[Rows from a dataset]
_____
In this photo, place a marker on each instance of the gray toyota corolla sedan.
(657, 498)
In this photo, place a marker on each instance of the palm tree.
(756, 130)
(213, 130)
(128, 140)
_____
• _What needs to be done_:
Rewrite the data above, substituting "put a pin" for every occurrence of "place a marker" and keeping all other text as it is.

• _Task output_:
In this photo, put a pin on each instance of the gray toyota corolla sedan.
(657, 498)
In this photo, put a pin on each instance of the palm tree.
(756, 130)
(213, 130)
(128, 140)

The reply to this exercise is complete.